Pull out every line in the records below that contains the word "blue", and copy each one in full. Uppercase and lowercase letters count as different.
-- Begin --
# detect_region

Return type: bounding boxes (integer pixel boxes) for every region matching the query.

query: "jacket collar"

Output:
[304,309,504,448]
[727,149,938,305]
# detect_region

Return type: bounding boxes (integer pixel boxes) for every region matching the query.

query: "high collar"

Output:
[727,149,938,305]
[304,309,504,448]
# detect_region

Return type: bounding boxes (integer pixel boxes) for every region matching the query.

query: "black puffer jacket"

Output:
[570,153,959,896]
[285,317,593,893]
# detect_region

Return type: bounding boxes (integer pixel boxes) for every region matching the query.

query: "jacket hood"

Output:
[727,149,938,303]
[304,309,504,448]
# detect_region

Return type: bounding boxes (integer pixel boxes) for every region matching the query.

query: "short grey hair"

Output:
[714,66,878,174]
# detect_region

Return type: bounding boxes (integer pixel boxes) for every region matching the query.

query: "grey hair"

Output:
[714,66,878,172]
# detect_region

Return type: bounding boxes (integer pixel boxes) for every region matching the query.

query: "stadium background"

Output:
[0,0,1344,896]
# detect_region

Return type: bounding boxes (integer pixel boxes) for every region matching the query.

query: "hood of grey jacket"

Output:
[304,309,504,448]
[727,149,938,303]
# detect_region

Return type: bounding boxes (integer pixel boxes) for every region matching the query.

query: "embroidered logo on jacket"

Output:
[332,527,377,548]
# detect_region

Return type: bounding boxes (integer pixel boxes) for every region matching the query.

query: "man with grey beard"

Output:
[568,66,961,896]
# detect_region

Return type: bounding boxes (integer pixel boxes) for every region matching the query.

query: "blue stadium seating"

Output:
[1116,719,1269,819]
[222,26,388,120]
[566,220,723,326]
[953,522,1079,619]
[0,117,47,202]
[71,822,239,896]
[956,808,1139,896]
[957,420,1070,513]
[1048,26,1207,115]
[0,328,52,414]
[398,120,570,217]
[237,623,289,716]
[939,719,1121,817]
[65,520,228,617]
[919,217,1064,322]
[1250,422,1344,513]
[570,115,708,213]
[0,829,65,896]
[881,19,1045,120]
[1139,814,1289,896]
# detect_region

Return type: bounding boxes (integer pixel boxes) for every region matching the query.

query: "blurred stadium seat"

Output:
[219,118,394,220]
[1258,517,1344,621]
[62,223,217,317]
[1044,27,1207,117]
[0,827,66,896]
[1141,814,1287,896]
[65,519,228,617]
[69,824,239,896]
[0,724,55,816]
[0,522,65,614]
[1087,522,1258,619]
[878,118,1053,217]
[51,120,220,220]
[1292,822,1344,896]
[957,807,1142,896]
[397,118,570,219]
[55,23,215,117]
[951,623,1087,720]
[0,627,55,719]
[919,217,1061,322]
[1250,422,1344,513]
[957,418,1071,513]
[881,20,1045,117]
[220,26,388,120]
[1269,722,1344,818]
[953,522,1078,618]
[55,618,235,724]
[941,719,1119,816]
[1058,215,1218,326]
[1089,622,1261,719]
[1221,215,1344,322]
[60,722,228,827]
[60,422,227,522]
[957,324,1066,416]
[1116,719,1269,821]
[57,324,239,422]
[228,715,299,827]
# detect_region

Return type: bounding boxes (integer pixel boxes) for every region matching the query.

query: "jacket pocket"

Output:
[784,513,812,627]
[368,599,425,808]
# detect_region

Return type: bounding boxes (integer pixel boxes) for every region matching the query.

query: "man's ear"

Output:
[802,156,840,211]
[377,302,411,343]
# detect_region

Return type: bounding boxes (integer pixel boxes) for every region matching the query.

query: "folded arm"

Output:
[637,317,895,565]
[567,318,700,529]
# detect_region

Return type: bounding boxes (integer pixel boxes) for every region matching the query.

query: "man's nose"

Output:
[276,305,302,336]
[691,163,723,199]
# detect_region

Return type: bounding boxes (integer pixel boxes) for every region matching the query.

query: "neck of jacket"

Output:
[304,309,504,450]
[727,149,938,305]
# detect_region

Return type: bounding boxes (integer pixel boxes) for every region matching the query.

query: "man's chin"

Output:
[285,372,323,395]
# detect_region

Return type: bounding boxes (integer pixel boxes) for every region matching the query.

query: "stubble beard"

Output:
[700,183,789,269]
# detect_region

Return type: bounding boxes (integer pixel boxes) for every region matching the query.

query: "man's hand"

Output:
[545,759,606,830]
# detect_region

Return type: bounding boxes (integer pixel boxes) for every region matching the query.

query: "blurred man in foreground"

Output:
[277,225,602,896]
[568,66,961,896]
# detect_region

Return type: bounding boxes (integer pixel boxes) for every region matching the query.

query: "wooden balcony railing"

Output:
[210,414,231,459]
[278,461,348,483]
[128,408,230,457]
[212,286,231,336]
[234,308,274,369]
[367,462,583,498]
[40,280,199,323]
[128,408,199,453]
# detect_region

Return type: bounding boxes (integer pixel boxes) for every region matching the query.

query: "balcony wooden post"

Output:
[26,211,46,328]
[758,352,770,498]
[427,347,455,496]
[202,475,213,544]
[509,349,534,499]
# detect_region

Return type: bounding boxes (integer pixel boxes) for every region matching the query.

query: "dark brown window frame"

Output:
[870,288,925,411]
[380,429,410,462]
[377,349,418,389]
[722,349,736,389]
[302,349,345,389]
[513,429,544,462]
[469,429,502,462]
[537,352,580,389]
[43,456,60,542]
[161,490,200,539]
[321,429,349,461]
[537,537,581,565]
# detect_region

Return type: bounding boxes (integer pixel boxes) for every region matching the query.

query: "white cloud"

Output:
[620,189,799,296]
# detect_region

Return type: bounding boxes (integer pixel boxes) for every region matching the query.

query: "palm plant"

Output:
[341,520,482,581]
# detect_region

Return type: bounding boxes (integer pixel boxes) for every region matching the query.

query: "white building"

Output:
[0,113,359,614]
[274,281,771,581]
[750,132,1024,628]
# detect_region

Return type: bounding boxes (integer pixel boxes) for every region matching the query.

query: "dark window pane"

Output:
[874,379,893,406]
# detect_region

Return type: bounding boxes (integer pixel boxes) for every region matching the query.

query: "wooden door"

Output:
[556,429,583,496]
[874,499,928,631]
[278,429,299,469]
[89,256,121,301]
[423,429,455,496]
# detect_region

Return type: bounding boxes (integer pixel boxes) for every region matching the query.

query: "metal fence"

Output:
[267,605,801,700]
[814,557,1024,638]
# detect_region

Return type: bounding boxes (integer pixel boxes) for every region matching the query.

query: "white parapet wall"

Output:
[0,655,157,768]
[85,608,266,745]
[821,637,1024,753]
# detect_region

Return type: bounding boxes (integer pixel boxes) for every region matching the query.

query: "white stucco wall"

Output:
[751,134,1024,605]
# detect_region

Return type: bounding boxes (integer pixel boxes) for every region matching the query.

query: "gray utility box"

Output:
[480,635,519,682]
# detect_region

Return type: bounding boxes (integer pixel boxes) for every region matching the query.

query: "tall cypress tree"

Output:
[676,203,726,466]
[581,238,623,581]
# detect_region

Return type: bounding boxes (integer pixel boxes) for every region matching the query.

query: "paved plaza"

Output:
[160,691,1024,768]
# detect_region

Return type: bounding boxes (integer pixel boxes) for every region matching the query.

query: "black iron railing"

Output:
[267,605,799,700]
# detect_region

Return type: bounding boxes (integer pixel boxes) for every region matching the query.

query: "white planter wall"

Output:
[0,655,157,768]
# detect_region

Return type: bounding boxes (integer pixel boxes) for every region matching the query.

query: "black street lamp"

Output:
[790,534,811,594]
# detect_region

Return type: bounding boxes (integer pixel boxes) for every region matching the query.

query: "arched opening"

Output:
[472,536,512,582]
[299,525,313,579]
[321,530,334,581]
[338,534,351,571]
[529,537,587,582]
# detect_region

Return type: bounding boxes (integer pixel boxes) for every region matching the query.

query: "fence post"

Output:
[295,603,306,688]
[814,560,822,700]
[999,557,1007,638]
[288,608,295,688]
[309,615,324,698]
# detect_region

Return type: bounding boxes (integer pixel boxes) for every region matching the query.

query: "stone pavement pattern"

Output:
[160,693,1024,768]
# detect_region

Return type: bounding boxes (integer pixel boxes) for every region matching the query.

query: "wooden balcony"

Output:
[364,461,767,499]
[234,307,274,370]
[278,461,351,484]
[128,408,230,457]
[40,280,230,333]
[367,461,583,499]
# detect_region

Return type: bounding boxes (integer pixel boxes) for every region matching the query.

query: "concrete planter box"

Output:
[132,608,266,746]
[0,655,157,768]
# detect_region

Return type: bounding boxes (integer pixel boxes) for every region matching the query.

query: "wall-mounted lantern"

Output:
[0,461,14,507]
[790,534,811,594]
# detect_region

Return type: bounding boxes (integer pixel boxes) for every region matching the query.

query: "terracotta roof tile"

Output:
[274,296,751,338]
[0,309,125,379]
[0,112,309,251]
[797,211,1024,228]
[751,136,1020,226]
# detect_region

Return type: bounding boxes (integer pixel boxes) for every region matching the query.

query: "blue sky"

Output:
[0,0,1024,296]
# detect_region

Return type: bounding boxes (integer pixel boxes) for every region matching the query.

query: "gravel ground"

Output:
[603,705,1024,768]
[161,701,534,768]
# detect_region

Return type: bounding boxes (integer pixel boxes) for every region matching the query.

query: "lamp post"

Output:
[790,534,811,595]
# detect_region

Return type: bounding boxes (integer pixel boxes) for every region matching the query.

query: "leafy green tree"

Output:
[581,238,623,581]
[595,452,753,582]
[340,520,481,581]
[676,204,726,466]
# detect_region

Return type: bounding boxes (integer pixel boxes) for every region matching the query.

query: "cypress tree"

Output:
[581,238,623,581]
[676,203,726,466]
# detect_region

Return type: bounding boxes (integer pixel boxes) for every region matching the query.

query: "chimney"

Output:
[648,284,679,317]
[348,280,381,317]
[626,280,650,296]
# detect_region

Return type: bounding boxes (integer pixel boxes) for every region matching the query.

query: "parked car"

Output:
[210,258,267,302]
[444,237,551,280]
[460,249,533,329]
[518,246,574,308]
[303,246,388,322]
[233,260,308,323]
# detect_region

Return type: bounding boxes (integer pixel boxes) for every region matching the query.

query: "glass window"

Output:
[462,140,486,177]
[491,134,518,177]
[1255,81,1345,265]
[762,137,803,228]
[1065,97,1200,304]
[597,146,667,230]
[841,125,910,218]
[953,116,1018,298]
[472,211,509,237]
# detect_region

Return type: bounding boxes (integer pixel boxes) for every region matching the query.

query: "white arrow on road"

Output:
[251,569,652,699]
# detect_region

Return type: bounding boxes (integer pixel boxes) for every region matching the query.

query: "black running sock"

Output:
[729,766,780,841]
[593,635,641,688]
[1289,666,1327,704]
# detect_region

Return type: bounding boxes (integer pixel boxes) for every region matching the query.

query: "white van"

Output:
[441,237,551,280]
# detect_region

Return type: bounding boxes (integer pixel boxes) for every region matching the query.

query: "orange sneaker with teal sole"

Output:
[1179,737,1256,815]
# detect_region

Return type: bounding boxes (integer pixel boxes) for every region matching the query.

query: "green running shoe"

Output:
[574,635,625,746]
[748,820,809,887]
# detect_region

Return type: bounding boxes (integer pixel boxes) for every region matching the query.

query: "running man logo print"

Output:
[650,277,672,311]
-- End --
» **THE RESULT**:
query: "blue stadium seating"
query: "blue sky"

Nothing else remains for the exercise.